- Provided passage

---

From the police blotter in Cave Junction, Ore., we learn that motorists complained of suspects showing their bare bottoms “… just over the little bridge after Highway 199” late on a moonlit evening.

A deputy was dispatched and subsequently contacted two women at that location. The deputy noted he lacked probable cause to arrest for the alleged offense, but the two ladies were howling at the moon when he arrived.

And a P.S.: From the same blotter, we note a complaint that “Because of a disagreement, one man was worried that another would damage his equipment.” It’s called Bobitt Syndrome, guys.

Address Change

Hugh Rinehart, of the Target World Shooting Range in Cincinnati, Ohio, has heard just about every off-the-wall comment about guns and shooting humanly possible. But even Hugh had to admit a local reporter’s demand for information topped his personal list of Stupid Questions.

It seems the TV news hound was enraged by a rash of handgun shootings, and one particular brand kept coming up in the news, “What’s the address of the Saturday Night Special company?” demanded the journalist. “I want to give them a piece of my mind!”

Go ahead. In fact, give ’em a big piece of your mind. We don’t think it’ll amount to much.

---

- Required tasks
- A) According to the humor column, what were the two women doing when the deputy arrived?
- B) Pick up the humor column after its last line and write what comes next.

- Material supplied
---

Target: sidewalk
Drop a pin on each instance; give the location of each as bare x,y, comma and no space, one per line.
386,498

---

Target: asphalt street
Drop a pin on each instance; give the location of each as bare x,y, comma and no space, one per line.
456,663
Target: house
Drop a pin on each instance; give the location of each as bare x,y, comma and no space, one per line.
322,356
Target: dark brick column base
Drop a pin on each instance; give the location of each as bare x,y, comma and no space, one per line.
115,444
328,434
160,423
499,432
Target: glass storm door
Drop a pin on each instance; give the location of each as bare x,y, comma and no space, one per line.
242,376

---

- Responses
- A) They were howling at the moon.

- B)
Blind Shooting

Judge Larry Stirling was one of the first dignitaries to tour the new headquarters of the National City, Calif., Police Department. Hizzoner was most impressed with the sparkling facilities, sporting all the latest in high-tech cop-stuff. He was especially pleased to see that efforts had been made to accommodate handicapped citizens, but was a bit disturbed by a sign on the door to the police shooting range.

The instructions for the shooting range were in Braille.

.Felony Stupid

On the silver screen, bank robbers seem to enjoy a little more status than their street-mugging peers, presumably because they’re a bit smarter, a tad more astute than commoner thieves. Maybe it’s because we at least think they can count.

But just about the time you think a financial institution stickup man packs a few more IQ points than your average hood, along comes Wiljen Serrano.

Serrano, 26, apparently never heard Rule Number One of Bank Robbery — Never Take the Dye Pack! His first attempt to rob the Progress Federal Savings Bank resulted in a bungled getaway, a technicolor explosion, and Serrano’s narrow escape with his life and a load of dye-stained laundry.

Violating another rule of robbery-as-a-career, Serrano returned to the same bank a few weeks later, this time grabbing everyone’s attention by leaping up onto a teller’s counter.

“Don’t give me the dye pack,” he screamed, waving a large knife, “Or I’ll blow your head off!”

Bank employees and customers stared. Somehow, even the businesslike brandishing of his deadly blade couldn’t quite stifle the giggles. Serrano realized he’d blown his image, grabbed some cash, and fled. Unimpressed witnesses followed at a discreet distance and pointed him out to the cops.

Maybe they give classes in Remedial Robbery in Pennsylvania prisons. You know, like writing on the board 100 times: “GUN: Blow your head off. KNIFE: Cut you up, bad. CLUB: Beat you like a baby seal.” Something like that.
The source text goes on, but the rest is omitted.